BEGIN
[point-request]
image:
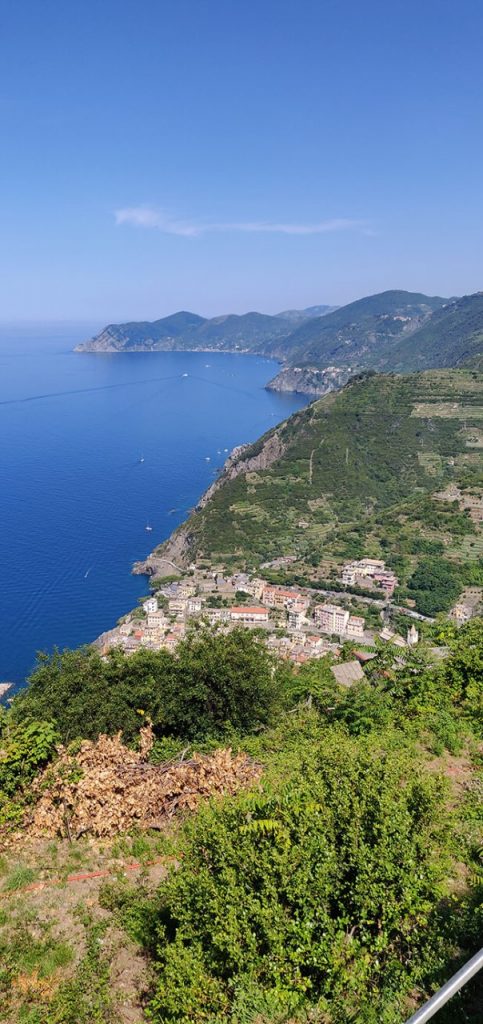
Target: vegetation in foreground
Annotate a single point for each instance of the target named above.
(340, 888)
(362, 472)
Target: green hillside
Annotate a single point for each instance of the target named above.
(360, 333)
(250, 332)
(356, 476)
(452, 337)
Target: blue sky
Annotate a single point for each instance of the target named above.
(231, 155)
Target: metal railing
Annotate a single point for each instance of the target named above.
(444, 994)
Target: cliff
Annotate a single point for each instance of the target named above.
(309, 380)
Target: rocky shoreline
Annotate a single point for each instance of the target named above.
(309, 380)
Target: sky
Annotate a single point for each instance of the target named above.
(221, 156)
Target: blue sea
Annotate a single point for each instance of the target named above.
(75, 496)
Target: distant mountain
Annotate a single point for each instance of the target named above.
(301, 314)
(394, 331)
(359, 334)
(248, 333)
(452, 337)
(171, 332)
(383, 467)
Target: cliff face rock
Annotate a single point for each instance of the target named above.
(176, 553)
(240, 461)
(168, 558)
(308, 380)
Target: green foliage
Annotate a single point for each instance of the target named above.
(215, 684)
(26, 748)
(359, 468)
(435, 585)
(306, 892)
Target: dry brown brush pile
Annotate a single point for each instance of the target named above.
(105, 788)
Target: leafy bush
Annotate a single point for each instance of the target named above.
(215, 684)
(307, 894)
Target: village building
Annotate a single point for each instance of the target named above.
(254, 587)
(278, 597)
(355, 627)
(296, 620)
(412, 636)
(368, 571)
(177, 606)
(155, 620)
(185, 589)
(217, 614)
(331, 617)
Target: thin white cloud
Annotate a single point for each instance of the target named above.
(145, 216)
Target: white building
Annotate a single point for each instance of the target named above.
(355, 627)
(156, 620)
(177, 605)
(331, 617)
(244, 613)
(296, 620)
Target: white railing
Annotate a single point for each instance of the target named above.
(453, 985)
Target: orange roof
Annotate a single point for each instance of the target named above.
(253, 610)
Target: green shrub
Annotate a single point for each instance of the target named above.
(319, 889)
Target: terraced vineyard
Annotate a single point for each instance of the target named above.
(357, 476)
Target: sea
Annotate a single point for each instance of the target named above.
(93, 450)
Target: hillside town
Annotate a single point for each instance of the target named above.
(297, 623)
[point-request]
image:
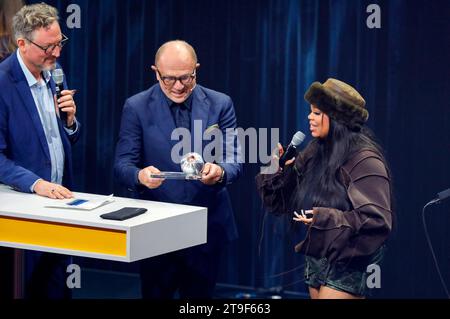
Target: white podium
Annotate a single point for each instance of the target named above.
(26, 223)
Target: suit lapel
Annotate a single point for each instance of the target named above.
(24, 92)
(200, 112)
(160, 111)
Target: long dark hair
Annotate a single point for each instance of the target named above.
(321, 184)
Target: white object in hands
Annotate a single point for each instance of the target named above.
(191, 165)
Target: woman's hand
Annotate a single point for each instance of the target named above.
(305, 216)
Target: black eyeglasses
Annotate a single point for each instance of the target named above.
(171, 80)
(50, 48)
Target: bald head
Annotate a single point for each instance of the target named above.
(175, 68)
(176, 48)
END
### [WORK ITEM]
Please go through the data above and copy each line that has the word "railing".

### [SOLUTION TO THIS EXERCISE]
Target: metal railing
Target: white railing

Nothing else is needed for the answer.